▸ WHAT IS REQUIRED
Rescale the rows starting at the line containing "[tag] one dot per instance, sample [312,45]." and ending at the last line of the rows, repeating only those lines, requests included. Multiply every coordinate in the answers by 1.95 and round to whole numbers with halves rounded up, leaving the requests and their sample coordinates unchanged.
---------- ITEMS
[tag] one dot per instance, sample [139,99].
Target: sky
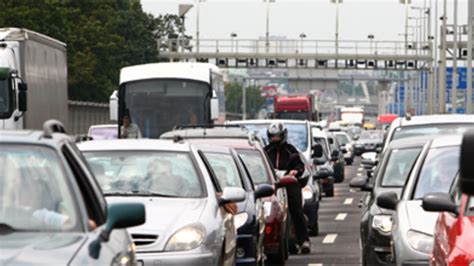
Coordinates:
[385,19]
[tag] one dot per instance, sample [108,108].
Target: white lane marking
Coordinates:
[348,201]
[330,239]
[341,216]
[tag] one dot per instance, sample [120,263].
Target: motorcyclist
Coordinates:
[285,157]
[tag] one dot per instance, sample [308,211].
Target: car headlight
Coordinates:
[267,207]
[382,223]
[240,219]
[307,193]
[420,241]
[186,238]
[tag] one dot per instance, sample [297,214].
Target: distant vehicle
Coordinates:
[376,223]
[187,224]
[28,57]
[369,140]
[413,228]
[261,171]
[150,95]
[52,209]
[346,146]
[352,115]
[454,234]
[295,107]
[100,132]
[433,125]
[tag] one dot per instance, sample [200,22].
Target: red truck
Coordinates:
[295,107]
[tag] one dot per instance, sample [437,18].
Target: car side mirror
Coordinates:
[119,216]
[286,181]
[387,200]
[439,202]
[263,191]
[317,150]
[232,194]
[466,180]
[358,182]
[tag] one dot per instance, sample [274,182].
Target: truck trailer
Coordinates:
[35,65]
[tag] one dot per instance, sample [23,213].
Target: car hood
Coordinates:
[419,219]
[165,214]
[43,248]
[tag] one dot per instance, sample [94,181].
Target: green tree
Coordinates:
[101,37]
[233,99]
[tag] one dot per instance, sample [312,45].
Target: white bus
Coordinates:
[159,96]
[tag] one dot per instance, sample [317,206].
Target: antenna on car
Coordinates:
--------------------
▸ RESPONSE BELOW
[tag] one dot per instance, sample [312,45].
Target: white bus
Coordinates:
[310,187]
[tag] one dot per instance, sample [317,206].
Target: antenna on car
Coordinates:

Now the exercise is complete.